3

Am I right in thinking that it is the average of the sum of $n$ different populations means?

Here it is used in the context that confused me. It's the Chebychev WLLN, apparently.

"If $x_i, i = 1, . . ., n$ is a sample of $n$ observations such that $E[x_i] = \mu_i < \infty$ and Var[$x_i] = \sigma_i^2$ such that $\bar\sigma_i^2/n = (1/n^2)\Sigma_i \sigma_i^2 \rightarrow 0$ as $n \rightarrow \infty$ then $plim(\bar x_n - \bar\mu_n$) = 0."

Is this saying that each sample of $i$, corresponds to it's own population of $i$ (from above, $E[x_i] = \mu_i$) and as the sample get bigger we have to average over populations?

So if I were to draw the random variable 1 from a population of {1,2,3} and the random variable 4 from the population {4,5,6} then the population of my sample 1,4 is {1,2,3,4,5,6}?

amoeba
  • 104,745
EconStats
  • 865

1 Answers1

4

You are right.

# [Excerpted records]
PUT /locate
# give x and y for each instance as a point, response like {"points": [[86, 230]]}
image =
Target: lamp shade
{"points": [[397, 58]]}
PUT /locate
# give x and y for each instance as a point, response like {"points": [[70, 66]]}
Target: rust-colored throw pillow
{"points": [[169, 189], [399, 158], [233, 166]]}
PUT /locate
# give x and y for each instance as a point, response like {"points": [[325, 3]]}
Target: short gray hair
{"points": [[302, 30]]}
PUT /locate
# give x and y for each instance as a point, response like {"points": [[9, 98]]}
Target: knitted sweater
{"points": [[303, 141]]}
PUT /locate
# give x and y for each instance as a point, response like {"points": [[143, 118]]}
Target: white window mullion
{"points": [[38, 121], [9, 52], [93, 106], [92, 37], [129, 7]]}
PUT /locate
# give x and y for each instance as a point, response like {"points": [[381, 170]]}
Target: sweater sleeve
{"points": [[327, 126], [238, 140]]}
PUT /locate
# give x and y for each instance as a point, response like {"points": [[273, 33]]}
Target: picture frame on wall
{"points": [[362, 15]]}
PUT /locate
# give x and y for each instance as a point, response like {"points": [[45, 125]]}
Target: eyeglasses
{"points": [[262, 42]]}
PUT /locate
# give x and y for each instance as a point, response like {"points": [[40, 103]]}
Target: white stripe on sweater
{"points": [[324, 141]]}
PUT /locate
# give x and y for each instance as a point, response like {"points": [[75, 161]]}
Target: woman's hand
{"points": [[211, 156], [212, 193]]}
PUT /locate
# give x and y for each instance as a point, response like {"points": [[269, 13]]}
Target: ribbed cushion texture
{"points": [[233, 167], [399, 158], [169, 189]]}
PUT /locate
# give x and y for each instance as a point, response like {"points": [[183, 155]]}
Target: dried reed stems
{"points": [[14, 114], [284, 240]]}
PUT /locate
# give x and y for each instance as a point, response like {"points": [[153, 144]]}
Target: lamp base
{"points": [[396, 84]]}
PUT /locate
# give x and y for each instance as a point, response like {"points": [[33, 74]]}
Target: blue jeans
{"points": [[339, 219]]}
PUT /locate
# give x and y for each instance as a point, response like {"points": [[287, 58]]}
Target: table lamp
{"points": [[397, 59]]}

# [What to work on]
[1] List every sentence in the thread on the Chebychev weak law of large numbers that ends with a question mark.
[2] Write a continuation of the thread on the Chebychev weak law of large numbers, starting after its final sentence, "You are right."
The material is not used for any of this.

# [Exercise results]
[1]
- Am I right in thinking that it is the average of the sum of $n$ different populations means?
- Is this saying that each sample of $i$, corresponds to it's own population of $i$ (from above, $E[x_i] = \mu_i$) and as the sample get bigger we have to average over populations?
- So if I were to draw the random variable 1 from a population of {1,2,3} and the random variable 4 from the population {4,5,6} then the population of my sample 1,4 is {1,2,3,4,5,6}?

[2]
"If $x_i, i = 1, . . ., n$ is a sample of $n$ observations such that $E[x_i] = \mu_i < \infty$ and Var[$x_i] = \sigma_i^2$ such that $\bar\sigma_i^2/n = (1/n^2)\Sigma_i \sigma_i^2 \rightarrow 0$ as $n \rightarrow \infty$ then

$$\lim_{n\rightarrow \infty}P\left(\left|\frac 1n\sum_{i=1}^nX_i - \frac 1n\sum_{i=1}^nE(X_i)\right|<\epsilon\right) =1$$

I guess you can make the notational mapping.

Since by design we assume different moments for each $X_i$, each comes from a different population. So if by $\{1,2,3\}$ you mean values of the index $i$, then $\{1,2,3\}$ is not a population, but a set including three values of the index with each value representing a different population.

If you consider the random variables $\{X_1,X_4\}$, it is a pair coming from two different populations -you do not "unite" the two populations "into one" because, being different with respect to the object of study (convergence of sample moments), how could they form a single population (for the purposes of the specific study)? Have you contemplated how is the abstract concept of "statistical population" defined?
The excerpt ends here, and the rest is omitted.